Render every entry verbatim.
--- begin INPUT ---
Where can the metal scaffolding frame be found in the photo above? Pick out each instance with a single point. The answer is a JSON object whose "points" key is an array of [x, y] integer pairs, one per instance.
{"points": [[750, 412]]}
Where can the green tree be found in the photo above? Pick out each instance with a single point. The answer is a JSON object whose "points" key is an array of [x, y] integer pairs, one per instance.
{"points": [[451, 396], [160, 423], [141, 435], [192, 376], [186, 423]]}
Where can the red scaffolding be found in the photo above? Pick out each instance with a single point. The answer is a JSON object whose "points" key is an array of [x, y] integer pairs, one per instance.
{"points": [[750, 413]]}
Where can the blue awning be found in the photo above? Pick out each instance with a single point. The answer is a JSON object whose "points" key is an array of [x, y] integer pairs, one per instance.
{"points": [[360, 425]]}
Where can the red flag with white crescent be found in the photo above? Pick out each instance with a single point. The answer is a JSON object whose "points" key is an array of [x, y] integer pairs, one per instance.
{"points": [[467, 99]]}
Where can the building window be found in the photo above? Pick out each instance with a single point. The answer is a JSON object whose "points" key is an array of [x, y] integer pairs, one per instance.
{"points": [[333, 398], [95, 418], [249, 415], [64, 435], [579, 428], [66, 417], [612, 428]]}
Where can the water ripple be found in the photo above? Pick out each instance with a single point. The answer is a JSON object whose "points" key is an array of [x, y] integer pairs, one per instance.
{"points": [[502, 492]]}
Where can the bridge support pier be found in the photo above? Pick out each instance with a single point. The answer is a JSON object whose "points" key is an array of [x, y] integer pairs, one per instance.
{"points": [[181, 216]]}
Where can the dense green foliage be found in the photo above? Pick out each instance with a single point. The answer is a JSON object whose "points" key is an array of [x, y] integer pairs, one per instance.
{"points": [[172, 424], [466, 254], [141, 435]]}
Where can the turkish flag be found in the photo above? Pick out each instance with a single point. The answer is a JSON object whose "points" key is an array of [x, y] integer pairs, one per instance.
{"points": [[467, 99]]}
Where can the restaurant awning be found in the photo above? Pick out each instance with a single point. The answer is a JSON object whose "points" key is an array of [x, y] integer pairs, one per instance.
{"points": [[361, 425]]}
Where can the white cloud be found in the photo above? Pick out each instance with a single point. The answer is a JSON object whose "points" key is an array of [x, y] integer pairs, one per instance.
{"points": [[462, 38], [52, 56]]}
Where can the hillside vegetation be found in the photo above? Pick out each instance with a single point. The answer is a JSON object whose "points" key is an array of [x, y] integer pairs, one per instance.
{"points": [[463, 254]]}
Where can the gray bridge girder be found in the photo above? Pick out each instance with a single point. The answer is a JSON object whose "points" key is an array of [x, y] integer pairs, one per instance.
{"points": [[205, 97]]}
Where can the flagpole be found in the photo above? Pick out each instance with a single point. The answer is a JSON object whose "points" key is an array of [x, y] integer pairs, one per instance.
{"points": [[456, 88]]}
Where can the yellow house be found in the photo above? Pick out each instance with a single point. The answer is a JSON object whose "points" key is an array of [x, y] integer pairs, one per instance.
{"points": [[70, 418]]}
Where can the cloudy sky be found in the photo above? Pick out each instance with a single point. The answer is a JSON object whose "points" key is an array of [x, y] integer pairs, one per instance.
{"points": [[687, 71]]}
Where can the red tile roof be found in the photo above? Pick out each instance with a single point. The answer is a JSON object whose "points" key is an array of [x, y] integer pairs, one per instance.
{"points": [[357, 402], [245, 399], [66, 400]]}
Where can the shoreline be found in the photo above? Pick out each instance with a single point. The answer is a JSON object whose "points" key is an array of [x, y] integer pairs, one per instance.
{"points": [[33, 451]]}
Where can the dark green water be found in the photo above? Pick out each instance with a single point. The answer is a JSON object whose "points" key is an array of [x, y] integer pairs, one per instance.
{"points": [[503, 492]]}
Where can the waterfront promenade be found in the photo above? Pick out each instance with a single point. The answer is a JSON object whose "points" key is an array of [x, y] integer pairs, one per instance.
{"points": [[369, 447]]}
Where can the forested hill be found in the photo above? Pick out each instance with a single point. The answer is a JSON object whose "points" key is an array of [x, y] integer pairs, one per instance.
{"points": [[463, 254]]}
--- end INPUT ---
RESPONSE TO THIS EXERCISE
Where can the metal scaffolding frame be found in the photo above? Pick out each instance with a single point. The answer is a JSON object whose "points" key is an array of [x, y] integer pairs, one per instance.
{"points": [[750, 412]]}
Where can the green tree be found in the photo above? Pick out each instance with a single point. The answer is a JSON object whose "points" key is an array of [x, y] integer pairs, one per instance.
{"points": [[451, 396], [160, 423], [141, 435], [192, 376], [186, 423]]}
Where can the red scaffolding be found in the photo above? Pick out each instance with a single point. The answer is a JSON object whose "points" key is an array of [x, y] integer pairs, one per instance.
{"points": [[750, 413]]}
Where can the blue awning be found in the photo above? Pick out each instance with a single point. The answer is a JSON object whose "points" key is an array of [x, y] integer pairs, one per instance.
{"points": [[360, 425]]}
Where can the red flag with white crescent be found in the photo above? Pick out each instance with a single point. The answer is a JSON object whose "points" key is an array of [x, y] integer pairs, one per instance.
{"points": [[467, 99]]}
Where can the building window be found in the photo above? Pick out each instance with a single point. The answer is a JSON object whose "points" key is an array of [x, y] integer pairs, one per instance.
{"points": [[333, 398], [95, 418], [249, 415], [64, 435], [579, 428], [66, 417], [612, 428]]}
Where can the water ripple be found in the photo above? Pick out each instance with a single point. The answer is a JSON object whose "points" key is an array of [x, y] integer pairs, one per instance.
{"points": [[502, 492]]}
Where can the bridge support pier be found in the photo above? Pick out each instance with a single point. The answer is a JSON object whose "points" key is an array of [x, y] integer pairs, one per instance.
{"points": [[181, 216]]}
Where can the dense green foliage be found in the photo above? Pick out each instance with a single point. The answer is a JSON object whose "points" key is an array of [x, y] integer pairs, one per instance.
{"points": [[172, 424], [466, 254], [141, 435]]}
Where can the turkish flag be found in the photo above? Pick out each instance with a single point. The answer is a JSON object whose "points" key is an array of [x, y] integer pairs, one per instance.
{"points": [[467, 99]]}
Where can the restaurant awning be found in the photo above? Pick out each instance with a single point. The answer is a JSON object whose "points" key is an array of [x, y] integer pairs, one per instance.
{"points": [[361, 425]]}
Where can the white cloud be found in the photo above? Pick out each instance with a single point. The answer is a JSON object whose "points" key is an array of [x, y] integer pairs, one per instance.
{"points": [[462, 38], [52, 56]]}
Where can the hillside vegetation be found in the photo above? Pick out each instance with a single point. The answer is a JSON object whose "points" key is an array of [x, y] integer pairs, one per instance.
{"points": [[463, 254]]}
Where can the gray bridge girder be found in the photo above? Pick out each instance with a single point. The answer is a JSON object whose "points" key is an array of [x, y] integer pairs, one per instance.
{"points": [[205, 97]]}
Where can the flagpole be found in the photo above? Pick out each instance with a single point. The answer is a JSON object whose "points" key is an array of [x, y] integer pairs, one per instance.
{"points": [[456, 88]]}
Where can the yellow house be found in the photo above? Pick out each instance with a single point. The answer is a JSON object whose "points" key is an array of [x, y] integer pairs, one per instance.
{"points": [[70, 418]]}
Where can the cloudy sky be found in the photo above? Pick out each instance with a single point. The answer is a JSON object whose "points" key is an array of [x, y] integer pairs, one per instance.
{"points": [[687, 71]]}
Where can the red tile roof be found in the photo above? Pick out each instance with a single point. The answer is a JSON object whose "points" key is an array of [x, y] integer pairs, one per instance.
{"points": [[357, 402], [245, 399], [66, 400]]}
Where can the shoreline be found in the photo above? Pick out each instance with a single point. The answer is a JSON object whose "points" key is an array of [x, y] integer pairs, one per instance.
{"points": [[33, 451]]}
Where can the dark green water be found in the photo above? Pick out each instance with a single point. The answer is a JSON object whose "points" key is an array of [x, y] integer pairs, one per instance.
{"points": [[503, 492]]}
Where can the waterfront promenade be found in the photo above? Pick out each instance with a single point. The answer is a JSON object whose "points" key is an array of [x, y] integer pairs, one per instance.
{"points": [[369, 447]]}
Where can the forested hill be found in the photo above? Pick out each instance with a single point. The answer is a JSON object whose "points" key is an array of [x, y] integer pairs, one per instance.
{"points": [[463, 254]]}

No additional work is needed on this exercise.